• **Your goal**: In the EchoLens description, which model does the Flask server use to analyze the image?
** Study text follows **
EchoLens – Your Lens to a More Accessible Digital World

Inspiration

Our core inspiration stemmed from the desire to make the web more inclusive, especially for visually impaired users, and to provide a solution that could enhance their browsing experience.

What it does

Screen readers typically overlook images when navigating for visually impaired users. Our extension analyzes these images and provides a voiceover description to ensure accessibility.

How we built it

Our solution is a Chrome extension designed to make images on websites more accessible to people who are visually impaired. When a user clicks on an image (such as a chart or graph) on any web page, our extension captures the image’s source using JavaScript and sends it to a backend Flask server. This server uses the Llama 3.2 Vision model to analyze the image, generating a detailed summary describing the image’s type, labels, and key content in a way that a person can understand without seeing it.

This text summary is then converted into audio using Google Text-to-Speech (gTTS), creating an MP3 file of the description. The Flask server sends this audio back to the extension, where JavaScript triggers playback, allowing the user to hear the description directly. To improve the experience, the extension highlights the selected image with a custom border and provides audio feedback, helping them confirm their selection. The user can also pause the audio playback by pressing the Escape or Space key, and the selection styling will be removed.
** End of Study text **
** Records supplied follows **
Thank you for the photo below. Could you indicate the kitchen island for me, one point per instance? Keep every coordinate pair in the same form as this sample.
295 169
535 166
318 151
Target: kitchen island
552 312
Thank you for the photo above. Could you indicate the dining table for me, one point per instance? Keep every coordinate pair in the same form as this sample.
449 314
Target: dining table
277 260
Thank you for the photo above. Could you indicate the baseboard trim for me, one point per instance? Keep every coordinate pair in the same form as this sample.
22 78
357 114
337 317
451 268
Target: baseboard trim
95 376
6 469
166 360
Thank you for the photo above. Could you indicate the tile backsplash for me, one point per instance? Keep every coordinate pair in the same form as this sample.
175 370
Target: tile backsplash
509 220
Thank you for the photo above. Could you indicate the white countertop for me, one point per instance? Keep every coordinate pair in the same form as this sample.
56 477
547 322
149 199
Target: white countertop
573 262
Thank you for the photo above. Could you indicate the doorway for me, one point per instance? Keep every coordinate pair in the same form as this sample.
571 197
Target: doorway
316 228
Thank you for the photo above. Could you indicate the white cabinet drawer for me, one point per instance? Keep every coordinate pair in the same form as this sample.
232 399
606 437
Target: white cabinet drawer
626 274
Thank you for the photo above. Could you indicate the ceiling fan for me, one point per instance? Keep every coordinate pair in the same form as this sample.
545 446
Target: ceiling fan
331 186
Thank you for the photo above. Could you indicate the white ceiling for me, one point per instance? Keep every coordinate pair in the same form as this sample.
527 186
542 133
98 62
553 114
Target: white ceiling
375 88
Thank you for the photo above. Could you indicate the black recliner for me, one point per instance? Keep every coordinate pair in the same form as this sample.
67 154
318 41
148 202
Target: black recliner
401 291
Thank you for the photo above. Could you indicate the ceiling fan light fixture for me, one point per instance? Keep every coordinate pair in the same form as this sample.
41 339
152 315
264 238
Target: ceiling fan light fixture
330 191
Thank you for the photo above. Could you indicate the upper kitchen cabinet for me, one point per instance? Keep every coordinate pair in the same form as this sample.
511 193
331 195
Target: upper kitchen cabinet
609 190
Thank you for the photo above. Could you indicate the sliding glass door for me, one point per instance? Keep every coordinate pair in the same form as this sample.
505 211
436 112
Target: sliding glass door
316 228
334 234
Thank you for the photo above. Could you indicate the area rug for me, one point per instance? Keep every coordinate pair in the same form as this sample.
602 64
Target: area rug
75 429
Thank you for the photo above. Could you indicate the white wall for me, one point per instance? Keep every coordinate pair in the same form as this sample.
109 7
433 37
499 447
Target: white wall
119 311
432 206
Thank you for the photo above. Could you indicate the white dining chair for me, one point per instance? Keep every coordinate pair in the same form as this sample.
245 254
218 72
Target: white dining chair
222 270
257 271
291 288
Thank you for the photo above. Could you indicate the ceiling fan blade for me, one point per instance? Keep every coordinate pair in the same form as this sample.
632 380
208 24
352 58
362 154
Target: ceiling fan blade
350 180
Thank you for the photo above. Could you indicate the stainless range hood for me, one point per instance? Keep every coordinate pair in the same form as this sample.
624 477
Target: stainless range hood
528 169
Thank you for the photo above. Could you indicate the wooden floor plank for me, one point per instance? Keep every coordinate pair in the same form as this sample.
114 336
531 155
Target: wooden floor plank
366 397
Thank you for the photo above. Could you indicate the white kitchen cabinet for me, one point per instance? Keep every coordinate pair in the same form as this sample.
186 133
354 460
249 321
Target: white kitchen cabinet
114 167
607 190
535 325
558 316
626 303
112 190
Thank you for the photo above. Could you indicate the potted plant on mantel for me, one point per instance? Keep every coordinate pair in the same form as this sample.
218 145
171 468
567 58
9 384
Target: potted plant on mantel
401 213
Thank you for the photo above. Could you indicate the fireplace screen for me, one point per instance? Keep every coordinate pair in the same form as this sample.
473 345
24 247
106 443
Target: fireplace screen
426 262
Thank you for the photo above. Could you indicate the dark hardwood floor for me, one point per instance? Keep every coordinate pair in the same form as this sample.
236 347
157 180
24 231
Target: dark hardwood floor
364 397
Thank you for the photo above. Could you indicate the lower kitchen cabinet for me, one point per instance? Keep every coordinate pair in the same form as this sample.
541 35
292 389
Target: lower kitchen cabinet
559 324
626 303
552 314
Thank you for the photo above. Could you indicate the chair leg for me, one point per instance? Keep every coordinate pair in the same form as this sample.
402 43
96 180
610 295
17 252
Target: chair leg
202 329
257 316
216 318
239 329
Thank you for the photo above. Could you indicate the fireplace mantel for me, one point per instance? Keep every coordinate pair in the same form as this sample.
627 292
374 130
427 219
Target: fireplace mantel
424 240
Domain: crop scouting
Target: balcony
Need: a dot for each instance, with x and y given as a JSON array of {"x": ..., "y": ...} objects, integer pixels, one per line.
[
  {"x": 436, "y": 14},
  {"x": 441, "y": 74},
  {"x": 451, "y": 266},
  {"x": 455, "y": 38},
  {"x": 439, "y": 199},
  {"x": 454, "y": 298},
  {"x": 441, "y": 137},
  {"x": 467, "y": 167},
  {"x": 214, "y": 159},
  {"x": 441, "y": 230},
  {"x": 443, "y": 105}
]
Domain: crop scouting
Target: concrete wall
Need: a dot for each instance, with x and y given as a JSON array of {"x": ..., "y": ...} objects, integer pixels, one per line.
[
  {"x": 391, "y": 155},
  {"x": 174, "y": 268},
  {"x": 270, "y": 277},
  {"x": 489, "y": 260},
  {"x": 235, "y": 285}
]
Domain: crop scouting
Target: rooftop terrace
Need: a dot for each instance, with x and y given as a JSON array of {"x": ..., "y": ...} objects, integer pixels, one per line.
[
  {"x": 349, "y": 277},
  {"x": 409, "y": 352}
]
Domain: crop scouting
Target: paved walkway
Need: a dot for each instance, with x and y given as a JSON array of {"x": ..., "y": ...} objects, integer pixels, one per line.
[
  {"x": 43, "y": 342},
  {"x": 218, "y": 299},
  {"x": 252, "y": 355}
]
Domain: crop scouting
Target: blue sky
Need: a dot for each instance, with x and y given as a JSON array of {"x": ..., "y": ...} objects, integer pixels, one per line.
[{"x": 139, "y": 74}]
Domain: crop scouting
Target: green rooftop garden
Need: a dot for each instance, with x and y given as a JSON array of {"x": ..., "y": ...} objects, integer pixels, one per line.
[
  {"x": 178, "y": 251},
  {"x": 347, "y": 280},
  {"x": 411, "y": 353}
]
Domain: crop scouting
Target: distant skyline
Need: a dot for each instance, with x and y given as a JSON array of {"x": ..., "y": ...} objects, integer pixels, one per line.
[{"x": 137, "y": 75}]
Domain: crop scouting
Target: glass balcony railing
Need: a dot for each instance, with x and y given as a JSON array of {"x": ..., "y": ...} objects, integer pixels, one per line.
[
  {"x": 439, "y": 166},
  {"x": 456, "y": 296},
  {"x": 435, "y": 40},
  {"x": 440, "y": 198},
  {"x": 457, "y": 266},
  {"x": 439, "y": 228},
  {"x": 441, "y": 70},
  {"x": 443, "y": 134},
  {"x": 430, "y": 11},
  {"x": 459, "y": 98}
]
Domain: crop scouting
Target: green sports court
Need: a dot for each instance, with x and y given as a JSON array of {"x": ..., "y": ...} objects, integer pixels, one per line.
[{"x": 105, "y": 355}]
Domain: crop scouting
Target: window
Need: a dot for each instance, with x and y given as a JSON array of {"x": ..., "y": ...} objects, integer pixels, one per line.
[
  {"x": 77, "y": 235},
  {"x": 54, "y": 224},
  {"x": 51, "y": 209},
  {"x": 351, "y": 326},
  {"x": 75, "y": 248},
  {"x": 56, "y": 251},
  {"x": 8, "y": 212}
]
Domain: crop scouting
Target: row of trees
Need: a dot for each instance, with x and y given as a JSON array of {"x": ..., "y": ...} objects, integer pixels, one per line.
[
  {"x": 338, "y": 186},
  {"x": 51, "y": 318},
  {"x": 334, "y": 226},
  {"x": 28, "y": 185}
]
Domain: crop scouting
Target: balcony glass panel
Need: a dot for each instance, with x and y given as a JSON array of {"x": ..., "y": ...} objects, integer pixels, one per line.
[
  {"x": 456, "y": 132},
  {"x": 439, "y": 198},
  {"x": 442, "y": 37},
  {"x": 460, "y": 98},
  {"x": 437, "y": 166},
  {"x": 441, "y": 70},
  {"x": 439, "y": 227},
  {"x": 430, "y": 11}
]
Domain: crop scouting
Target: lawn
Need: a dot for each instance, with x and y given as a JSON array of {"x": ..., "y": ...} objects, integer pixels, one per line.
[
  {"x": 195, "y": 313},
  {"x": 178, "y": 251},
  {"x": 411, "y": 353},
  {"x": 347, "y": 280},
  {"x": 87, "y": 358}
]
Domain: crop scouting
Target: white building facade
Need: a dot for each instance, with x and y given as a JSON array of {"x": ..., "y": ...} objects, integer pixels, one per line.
** End of Records supplied **
• **Solution below**: The Llama 3.2 Vision model.